Please express the items below as a numbered list, starting with the line that contains "Task: indicate the car front" and going on through the line that contains "x=936 y=196", with blank lines left out and nothing else included.

────────────────

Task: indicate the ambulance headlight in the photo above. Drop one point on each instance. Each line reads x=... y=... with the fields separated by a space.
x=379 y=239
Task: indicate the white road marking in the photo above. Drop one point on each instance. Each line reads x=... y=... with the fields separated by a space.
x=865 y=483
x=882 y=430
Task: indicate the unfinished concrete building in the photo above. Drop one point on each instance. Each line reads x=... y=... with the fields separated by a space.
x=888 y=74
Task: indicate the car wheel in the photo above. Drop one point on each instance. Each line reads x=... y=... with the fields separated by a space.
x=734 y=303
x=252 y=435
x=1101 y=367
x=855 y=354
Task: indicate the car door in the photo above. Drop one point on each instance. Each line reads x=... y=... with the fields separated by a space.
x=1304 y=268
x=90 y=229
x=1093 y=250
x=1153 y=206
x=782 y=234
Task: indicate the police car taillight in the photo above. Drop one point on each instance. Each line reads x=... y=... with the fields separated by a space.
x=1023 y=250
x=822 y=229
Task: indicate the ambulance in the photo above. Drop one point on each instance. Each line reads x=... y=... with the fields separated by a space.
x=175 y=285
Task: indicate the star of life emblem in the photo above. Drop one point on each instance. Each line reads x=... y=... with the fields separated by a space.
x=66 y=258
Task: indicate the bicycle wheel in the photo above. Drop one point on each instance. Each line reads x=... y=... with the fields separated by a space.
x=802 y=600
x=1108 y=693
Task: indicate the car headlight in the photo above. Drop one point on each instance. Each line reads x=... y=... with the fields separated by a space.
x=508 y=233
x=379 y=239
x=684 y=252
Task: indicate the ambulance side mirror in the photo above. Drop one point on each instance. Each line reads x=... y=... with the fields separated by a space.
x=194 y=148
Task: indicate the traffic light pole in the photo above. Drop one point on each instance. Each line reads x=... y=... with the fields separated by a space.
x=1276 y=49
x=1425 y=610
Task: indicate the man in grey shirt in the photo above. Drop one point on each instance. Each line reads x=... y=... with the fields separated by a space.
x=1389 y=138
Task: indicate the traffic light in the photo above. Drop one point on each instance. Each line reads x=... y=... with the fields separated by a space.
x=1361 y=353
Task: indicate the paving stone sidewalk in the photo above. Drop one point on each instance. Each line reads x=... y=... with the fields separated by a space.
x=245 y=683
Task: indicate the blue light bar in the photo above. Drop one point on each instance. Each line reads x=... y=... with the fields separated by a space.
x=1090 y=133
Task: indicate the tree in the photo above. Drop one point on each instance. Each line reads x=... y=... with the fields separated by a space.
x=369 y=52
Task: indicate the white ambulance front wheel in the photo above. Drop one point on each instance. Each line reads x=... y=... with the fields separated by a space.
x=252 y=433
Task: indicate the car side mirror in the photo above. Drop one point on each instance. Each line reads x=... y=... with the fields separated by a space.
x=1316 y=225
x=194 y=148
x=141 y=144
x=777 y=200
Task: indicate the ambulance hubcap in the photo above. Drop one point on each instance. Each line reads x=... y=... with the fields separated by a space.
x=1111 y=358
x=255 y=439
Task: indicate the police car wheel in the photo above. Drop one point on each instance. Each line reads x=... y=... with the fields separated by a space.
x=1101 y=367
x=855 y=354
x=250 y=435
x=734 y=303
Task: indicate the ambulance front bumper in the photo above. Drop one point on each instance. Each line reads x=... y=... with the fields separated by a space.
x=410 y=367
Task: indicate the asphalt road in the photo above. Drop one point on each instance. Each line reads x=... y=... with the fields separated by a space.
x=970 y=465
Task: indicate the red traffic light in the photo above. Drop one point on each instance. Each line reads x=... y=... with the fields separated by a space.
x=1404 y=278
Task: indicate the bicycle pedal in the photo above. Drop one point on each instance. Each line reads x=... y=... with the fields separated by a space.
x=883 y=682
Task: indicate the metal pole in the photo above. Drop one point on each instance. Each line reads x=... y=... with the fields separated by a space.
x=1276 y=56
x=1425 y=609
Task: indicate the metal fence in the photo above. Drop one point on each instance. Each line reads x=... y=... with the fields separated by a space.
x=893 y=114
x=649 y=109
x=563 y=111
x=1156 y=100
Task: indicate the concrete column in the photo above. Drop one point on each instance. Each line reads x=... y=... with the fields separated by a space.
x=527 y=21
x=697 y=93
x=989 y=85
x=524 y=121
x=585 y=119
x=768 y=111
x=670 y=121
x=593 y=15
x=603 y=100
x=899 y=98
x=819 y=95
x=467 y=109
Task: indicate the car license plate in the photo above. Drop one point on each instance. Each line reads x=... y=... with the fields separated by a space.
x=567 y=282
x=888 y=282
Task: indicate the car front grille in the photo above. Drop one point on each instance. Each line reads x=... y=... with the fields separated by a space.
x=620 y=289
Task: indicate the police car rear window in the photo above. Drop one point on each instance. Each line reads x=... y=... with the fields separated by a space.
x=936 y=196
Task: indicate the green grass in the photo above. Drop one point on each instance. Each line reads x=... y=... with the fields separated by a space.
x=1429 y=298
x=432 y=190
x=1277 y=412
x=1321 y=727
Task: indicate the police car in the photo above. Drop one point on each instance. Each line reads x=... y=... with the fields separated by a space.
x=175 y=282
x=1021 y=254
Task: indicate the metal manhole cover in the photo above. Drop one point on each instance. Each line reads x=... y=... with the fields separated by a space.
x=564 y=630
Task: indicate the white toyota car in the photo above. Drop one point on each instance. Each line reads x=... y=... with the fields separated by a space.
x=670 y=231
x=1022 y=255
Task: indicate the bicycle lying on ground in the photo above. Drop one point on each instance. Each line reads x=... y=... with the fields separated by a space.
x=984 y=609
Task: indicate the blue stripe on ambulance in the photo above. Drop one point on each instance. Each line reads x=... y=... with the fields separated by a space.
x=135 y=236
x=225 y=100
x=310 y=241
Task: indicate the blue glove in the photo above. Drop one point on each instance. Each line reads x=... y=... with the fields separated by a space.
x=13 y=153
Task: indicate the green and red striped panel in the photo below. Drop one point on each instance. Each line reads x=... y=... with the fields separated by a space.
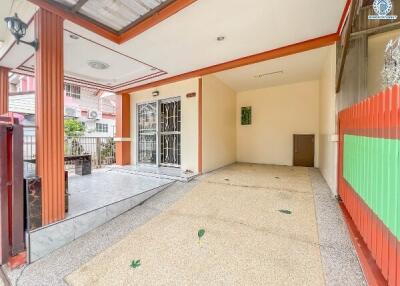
x=372 y=168
x=369 y=179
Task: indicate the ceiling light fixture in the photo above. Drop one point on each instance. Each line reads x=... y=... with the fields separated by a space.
x=98 y=65
x=18 y=30
x=267 y=74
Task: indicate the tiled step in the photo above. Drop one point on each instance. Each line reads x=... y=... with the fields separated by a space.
x=44 y=240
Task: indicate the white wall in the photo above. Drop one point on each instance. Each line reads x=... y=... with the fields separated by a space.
x=327 y=119
x=277 y=113
x=189 y=128
x=219 y=124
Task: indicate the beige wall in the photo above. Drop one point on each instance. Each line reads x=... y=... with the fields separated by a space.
x=277 y=113
x=376 y=51
x=219 y=124
x=189 y=132
x=327 y=121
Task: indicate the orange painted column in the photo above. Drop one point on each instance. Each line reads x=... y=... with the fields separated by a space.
x=3 y=90
x=200 y=128
x=49 y=74
x=123 y=124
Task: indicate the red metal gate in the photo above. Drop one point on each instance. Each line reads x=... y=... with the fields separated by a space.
x=369 y=176
x=11 y=189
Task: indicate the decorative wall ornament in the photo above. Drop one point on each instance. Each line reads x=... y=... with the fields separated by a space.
x=246 y=115
x=391 y=67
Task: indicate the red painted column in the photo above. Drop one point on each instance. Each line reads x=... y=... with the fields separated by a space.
x=123 y=134
x=49 y=74
x=200 y=128
x=3 y=90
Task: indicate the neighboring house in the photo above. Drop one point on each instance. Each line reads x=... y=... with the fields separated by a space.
x=94 y=108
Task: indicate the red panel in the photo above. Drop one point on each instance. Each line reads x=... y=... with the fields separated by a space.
x=49 y=76
x=377 y=116
x=3 y=90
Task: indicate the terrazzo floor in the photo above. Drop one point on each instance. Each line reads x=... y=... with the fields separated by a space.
x=247 y=240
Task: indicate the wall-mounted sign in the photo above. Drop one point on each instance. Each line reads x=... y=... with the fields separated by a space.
x=246 y=115
x=191 y=94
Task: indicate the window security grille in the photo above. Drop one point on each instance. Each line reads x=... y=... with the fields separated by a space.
x=73 y=91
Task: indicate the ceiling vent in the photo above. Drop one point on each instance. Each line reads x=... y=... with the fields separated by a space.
x=268 y=74
x=98 y=65
x=71 y=112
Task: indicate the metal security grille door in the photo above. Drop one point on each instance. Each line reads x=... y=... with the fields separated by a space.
x=147 y=133
x=170 y=132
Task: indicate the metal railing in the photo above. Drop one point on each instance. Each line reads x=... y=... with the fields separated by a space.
x=102 y=149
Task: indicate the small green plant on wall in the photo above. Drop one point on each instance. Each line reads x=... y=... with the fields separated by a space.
x=246 y=115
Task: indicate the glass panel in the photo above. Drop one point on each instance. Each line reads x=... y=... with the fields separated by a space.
x=170 y=125
x=147 y=129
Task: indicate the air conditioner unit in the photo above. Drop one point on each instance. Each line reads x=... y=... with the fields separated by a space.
x=72 y=112
x=94 y=114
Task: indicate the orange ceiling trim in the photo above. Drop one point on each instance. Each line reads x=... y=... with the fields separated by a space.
x=344 y=17
x=119 y=38
x=268 y=55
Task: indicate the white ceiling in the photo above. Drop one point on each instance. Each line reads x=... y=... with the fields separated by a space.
x=187 y=40
x=304 y=66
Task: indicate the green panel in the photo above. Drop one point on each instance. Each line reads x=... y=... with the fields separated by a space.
x=372 y=167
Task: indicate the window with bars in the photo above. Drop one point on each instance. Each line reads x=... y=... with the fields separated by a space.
x=73 y=91
x=101 y=127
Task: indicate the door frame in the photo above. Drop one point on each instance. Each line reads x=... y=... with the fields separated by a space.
x=158 y=133
x=294 y=147
x=166 y=100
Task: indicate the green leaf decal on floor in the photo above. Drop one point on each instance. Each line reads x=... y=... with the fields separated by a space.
x=285 y=211
x=200 y=233
x=135 y=263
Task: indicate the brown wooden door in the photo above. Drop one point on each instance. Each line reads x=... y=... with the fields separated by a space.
x=303 y=150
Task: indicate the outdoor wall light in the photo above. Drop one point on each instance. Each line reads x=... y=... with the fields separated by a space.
x=18 y=30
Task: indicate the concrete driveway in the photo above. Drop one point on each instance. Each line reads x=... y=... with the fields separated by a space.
x=260 y=229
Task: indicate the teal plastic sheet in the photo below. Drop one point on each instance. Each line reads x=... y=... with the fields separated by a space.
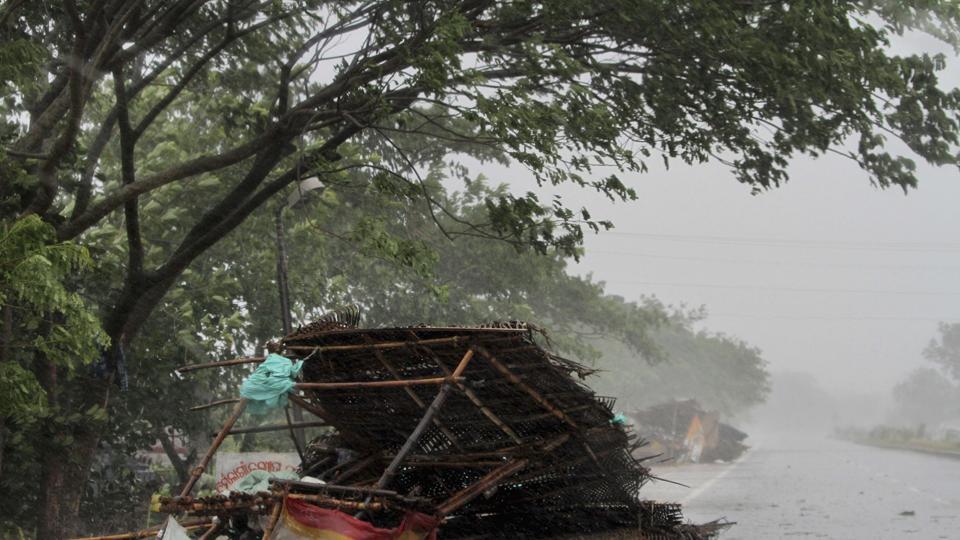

────────────────

Correct result —
1. Task: indicate the car front grille in the photo above. Drop one point on each instance. Each line reads x=... y=... with the fields separated by a space.
2. x=620 y=289
3. Task: indicate the police car rear window in the photo above. Drop one point on each instance. Each line reads x=... y=... with the fields separated by a space.
4. x=936 y=196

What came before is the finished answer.